Great meeting. We got a lot of the "same page" stuff done.. talked through the visualization a bit, to understand it, and walked through the wiki pages, to get familiar with what information is missing about the visualization tool, and where the info is about the performance counter stuff.

Outcomes: 1) Looks like Kernel 3.5 is needed for support of the cache miss hardware counters on the Ivy Bridge architecture. So, next step will be upgrading the kernel, to get the counters working.

2) Asked Nina for help on how to connect the numbers on the boxes to lines of code.

3) Asked Nina for help on why the boxes are so small (probably because the counters not working)

4) Talked through the approach that proto-runtime takes for assignment, and ideas for the assigner (see below).

5) Carole and Shoaib mentioned focusing on getting the performance counters working, and writing micro-benchmarks that let them verify that the visualizer displays what they think it does.

6) Sean mentioned creating a skeleton assigner, which includes the basic data structures for the approach we talked about.

The approach we talked about

Talked through the approach of proto-runtime to assignment: it is hardware-availability driven. So, the assigner is triggered at the point hardware becomes available. It then looks at the work available and picks what work to assign to that hardware.

This means that the assigner is written so that it receives a hardware opportunity as input, and calculates a "goodness" measure for each work unit available. It then assigns the best work-unit to that given hardware.

Went over the ideas about the data-tracking. Will track data movement through caches, and calculate "goodness" of a work-unit based on expected time to move consumed data to the given core.

Information supplied:

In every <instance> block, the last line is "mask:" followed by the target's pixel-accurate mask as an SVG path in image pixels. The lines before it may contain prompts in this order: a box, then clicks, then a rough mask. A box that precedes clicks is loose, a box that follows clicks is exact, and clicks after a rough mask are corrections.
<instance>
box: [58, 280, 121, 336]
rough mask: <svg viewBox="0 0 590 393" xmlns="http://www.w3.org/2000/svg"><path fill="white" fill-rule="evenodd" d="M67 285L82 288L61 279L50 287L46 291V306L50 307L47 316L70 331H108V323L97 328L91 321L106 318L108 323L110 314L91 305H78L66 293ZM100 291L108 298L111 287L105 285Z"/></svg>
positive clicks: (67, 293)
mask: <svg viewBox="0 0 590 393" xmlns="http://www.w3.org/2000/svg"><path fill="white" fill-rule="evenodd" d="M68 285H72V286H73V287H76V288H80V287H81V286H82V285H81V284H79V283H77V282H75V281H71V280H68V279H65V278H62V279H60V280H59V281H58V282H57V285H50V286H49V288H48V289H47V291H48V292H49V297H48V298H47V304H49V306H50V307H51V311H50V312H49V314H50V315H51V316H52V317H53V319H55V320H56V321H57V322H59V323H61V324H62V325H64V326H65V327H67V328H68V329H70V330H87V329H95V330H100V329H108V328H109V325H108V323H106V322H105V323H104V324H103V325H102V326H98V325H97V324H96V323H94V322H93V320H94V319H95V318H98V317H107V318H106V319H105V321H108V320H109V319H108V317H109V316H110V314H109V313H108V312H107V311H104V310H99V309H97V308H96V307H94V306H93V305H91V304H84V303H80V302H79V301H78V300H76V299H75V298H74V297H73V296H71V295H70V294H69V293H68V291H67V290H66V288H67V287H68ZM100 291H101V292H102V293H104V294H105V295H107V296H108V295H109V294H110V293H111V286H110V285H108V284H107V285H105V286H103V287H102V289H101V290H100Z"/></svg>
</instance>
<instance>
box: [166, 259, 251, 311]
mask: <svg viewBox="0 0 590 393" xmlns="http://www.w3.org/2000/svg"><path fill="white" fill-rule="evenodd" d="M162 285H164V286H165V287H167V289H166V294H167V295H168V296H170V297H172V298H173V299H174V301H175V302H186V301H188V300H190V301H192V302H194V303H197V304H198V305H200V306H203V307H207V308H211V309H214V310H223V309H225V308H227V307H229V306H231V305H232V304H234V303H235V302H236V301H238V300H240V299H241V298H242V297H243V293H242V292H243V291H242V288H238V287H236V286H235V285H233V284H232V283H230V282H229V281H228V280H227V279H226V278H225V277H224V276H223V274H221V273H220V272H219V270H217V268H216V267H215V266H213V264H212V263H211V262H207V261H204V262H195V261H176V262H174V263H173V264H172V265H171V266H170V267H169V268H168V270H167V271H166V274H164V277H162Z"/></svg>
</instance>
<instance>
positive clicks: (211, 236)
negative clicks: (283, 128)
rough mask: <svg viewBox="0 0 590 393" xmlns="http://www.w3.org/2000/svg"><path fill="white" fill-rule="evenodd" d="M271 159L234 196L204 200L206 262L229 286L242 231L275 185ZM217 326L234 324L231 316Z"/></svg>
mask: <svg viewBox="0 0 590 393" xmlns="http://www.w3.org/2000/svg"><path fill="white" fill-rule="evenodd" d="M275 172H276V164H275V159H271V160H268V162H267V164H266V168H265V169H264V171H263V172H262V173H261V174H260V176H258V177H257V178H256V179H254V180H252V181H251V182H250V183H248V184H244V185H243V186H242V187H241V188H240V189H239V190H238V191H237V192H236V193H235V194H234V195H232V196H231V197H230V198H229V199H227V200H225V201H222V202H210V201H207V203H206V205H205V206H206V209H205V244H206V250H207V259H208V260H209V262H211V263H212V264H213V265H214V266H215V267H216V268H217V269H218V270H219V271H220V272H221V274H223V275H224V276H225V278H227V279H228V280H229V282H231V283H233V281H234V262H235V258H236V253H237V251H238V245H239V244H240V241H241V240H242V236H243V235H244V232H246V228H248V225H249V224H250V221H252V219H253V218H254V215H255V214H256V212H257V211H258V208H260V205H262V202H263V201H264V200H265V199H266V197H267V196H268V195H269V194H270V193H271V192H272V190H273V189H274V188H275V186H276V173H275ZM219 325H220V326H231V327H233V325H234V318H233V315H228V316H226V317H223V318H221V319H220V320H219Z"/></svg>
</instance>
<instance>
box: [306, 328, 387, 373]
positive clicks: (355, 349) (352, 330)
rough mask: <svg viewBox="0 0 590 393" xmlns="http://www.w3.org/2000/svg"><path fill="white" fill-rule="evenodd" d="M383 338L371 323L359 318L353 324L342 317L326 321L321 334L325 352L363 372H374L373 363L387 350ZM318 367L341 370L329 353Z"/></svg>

Task requirements:
Please repeat word for word the part of the meeting notes that opens with the words containing "5) Carole and" and closes with "to that hardware.".

Task output:
5) Carole and Shoaib mentioned focusing on getting the performance counters working, and writing micro-benchmarks that let them verify that the visualizer displays what they think it does.

6) Sean mentioned creating a skeleton assigner, which includes the basic data structures for the approach we talked about.

The approach we talked about

Talked through the approach of proto-runtime to assignment: it is hardware-availability driven. So, the assigner is triggered at the point hardware becomes available. It then looks at the work available and picks what work to assign to that hardware.